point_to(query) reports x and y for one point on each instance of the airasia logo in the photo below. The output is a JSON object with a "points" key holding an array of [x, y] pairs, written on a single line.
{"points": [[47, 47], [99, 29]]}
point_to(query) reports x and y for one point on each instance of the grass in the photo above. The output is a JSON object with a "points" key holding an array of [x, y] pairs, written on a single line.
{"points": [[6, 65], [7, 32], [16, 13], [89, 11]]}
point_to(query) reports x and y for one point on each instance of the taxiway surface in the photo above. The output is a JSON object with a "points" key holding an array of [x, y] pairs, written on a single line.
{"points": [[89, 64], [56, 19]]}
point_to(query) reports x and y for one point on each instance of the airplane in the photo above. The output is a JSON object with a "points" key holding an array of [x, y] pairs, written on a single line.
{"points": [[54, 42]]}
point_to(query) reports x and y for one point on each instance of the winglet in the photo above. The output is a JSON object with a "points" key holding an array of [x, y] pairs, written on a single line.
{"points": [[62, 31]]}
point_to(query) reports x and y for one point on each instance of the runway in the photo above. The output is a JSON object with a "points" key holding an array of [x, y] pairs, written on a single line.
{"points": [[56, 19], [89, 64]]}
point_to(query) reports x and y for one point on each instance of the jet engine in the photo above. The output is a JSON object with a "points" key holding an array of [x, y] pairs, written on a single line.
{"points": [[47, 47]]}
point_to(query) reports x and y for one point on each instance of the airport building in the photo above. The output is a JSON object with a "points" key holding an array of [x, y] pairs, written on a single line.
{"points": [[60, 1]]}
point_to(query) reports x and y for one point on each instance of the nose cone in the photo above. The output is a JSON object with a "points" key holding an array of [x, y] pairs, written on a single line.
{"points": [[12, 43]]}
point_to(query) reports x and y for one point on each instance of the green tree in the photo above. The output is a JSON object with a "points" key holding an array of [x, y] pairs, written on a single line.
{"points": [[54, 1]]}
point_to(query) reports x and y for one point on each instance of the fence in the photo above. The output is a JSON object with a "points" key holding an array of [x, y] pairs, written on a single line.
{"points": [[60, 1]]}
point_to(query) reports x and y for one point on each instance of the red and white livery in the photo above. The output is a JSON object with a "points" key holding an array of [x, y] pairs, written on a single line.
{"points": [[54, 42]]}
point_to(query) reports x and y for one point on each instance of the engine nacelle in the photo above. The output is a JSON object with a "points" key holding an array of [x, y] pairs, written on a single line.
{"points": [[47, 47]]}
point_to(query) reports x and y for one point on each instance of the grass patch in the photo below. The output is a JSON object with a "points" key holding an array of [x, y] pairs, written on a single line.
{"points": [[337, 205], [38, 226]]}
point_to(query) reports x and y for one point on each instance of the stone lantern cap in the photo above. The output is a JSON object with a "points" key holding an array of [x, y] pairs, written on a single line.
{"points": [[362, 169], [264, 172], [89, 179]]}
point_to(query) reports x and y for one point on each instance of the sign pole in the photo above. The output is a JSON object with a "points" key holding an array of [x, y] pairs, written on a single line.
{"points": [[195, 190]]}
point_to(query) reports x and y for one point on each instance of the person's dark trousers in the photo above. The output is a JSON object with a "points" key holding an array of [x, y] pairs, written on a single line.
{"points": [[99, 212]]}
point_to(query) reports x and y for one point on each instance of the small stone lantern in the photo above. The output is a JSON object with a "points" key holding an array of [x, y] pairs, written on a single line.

+---+

▶ Your objective
Reproduce the material exactly, with every line intact.

▶ Task result
point_to(query) reports x and y for one point on each instance of the airasia logo in the photo below. The output is a JSON object with a "points" key holding an array of [x, y] pairs, written on a single line.
{"points": [[47, 47], [99, 29]]}
point_to(query) reports x and y for one point on each instance of the grass in the photo above. The output is a JSON object with a "points" key holding an array of [x, y] pairs, written on a single line.
{"points": [[6, 65], [7, 32], [16, 13], [89, 11]]}
point_to(query) reports x and y for one point on each instance of the taxiway surface in the photo above. The output is a JSON object with a "points" key holding an array of [x, y] pairs, written on a single line.
{"points": [[89, 64], [56, 19]]}
point_to(query) reports x and y for one point on each instance of the airplane in the photo above. The output is a JSON object with a "points" key holding an array of [x, y] pairs, written on a single line.
{"points": [[54, 42]]}
point_to(query) reports x and y for one point on each instance of the winglet in the photo above. The output is a JSON object with a "points" key holding an array of [x, y] pairs, written on a single line.
{"points": [[62, 31]]}
point_to(query) reports x and y for one point on each instance of the runway in the photo above. The output is a JSON object with a "points" key holding an array of [x, y] pairs, written on a single line.
{"points": [[56, 19], [89, 64]]}
point_to(query) reports x and y for one point on each instance of the jet engine in the photo above. The output is a JSON object with a "points" key holding an array of [x, y] pairs, written on a single line.
{"points": [[47, 47]]}
point_to(query) reports x and y for one point on each instance of the airport building in the photo above. The output is a JSON object with a "points" key holding an array of [x, y] pairs, written on a single line.
{"points": [[60, 1]]}
point_to(query) reports x and y for one point on each instance of the nose cone in the photo above. The output is a JSON object with a "points" key holding an array of [x, y] pairs, written on a single line.
{"points": [[12, 43]]}
point_to(query) reports x and y for one point on each instance of the green tree in the photo above. The output is a JSON object with a "points" key holding an array of [x, y] pairs, written on a single line.
{"points": [[54, 1]]}
point_to(query) reports x and y for one point on each instance of the fence in the photo above. The output is a JSON object with a "points" key holding an array of [x, y] pairs, written on a single line.
{"points": [[60, 1]]}
point_to(query) reports x and y for one point on each instance of the red and white livery in the photo above. The output is a JSON object with a "points" key holding an array of [x, y] pairs, written on a single line.
{"points": [[54, 42]]}
point_to(query) reports x and y for one point on each instance of the engine nacelle in the photo above. The output is a JSON object with a "points" key holding an array of [x, y] pairs, written on a single line.
{"points": [[47, 47]]}
point_to(query) reports x and y for one point on each instance of the grass patch in the photo below. The output is a JSON object with a "points" key holding an array of [x, y] pairs, written on a single line.
{"points": [[337, 205], [38, 226]]}
point_to(query) reports x and y for one point on each instance of the stone lantern cap in the photo above. The output is a JSON object with a "points" key holding an array of [x, y] pairs, written on a single line.
{"points": [[362, 169], [264, 172], [89, 179]]}
point_to(query) reports x and y for one point on each instance of the sign pole in the photo above. The output is a JSON object with a "points" key holding an array of [x, y] pairs, written on a single line.
{"points": [[195, 190]]}
point_to(query) reports x and y for one point on each instance of the person's dark trousers in the photo above. The output is a JSON object with a "points" key holding an array of [x, y] pairs, written on a single line.
{"points": [[99, 212]]}
point_to(query) reports x and y for one point on each instance of the small stone lantern in the photo above. The output is a JSON object with a "points" key holding an array of [x, y] pairs, written on a single line.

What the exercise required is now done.